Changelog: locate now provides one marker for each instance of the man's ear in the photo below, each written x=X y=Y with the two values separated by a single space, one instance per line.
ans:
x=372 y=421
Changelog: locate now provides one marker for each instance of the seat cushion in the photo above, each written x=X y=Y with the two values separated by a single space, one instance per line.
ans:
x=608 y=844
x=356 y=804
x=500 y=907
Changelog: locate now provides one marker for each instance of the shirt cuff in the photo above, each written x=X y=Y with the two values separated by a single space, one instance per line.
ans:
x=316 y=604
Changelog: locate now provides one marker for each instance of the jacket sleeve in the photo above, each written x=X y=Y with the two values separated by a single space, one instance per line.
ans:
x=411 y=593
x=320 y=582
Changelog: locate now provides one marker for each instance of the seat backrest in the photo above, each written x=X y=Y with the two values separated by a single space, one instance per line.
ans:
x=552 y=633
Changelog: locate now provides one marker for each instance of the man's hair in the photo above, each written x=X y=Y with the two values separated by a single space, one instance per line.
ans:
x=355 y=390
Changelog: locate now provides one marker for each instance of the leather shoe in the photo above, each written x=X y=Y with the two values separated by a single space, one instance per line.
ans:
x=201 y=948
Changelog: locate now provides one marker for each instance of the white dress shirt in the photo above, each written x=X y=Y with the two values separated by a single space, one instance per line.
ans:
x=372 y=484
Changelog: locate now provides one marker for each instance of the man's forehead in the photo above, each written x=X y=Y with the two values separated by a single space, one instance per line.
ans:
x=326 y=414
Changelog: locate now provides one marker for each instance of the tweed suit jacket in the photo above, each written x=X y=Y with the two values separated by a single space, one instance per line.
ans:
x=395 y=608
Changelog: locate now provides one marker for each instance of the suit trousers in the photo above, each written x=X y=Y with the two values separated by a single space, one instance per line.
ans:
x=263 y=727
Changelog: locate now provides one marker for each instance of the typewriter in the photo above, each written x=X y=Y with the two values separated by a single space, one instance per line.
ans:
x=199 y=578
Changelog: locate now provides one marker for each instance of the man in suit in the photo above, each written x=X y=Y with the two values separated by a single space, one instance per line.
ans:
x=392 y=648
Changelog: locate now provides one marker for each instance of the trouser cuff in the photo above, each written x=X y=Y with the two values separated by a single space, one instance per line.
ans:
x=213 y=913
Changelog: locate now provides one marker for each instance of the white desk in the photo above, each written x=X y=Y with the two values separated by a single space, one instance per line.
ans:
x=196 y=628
# # # # # # #
◆ **Your instructions**: Copy the material above word for word, taking the first line, the line containing "the man's forehead", and every line between them, and nothing else.

◆ **Response area**:
Changelog: locate now provides one marker for each instance of the man's ear in the photo below, each written x=X y=Y with the two values separated by a single space, one instance per line.
ans:
x=372 y=421
Changelog: locate now provides one marker for each instance of the seat cushion in the photo above, each written x=X y=Y with the two values separated by a single space, one instance per line.
ans:
x=608 y=844
x=356 y=804
x=500 y=907
Changelog: locate now provides one marker for each instance of the shirt cuff in the photo above, each written x=X y=Y with the two values separated by a single space, one instance per line.
ans:
x=316 y=604
Changelog: locate now provides one marker for each instance of the jacket sleeve in the photo above, each written x=X y=Y with the two values separated by a single space, one instance per line.
ans:
x=411 y=593
x=320 y=582
Changelog: locate now provides one marker for each instance of the seat backrest in the photo above, each written x=X y=Y with the two values separated by a single space, one instance per line.
ans:
x=552 y=633
Changelog: locate now provides one marker for each instance of the man's hair in the photo above, each written x=X y=Y with the two values separated by a single space, one instance per line.
ans:
x=355 y=390
Changelog: locate now provides one marker for each instance of the leather shoe in the photo above, each written x=X y=Y with the two values separated by a single space, one instance per line.
ans:
x=201 y=948
Changelog: locate now provides one marker for each instance of the white dress shirt in the photo above, each written x=X y=Y with the two values separated by a single space, one instance per line.
ans:
x=372 y=484
Changelog: locate now provides one marker for each instance of the man's forehead in the photo above, each written x=X y=Y with the two values separated by a single space, one instance per line.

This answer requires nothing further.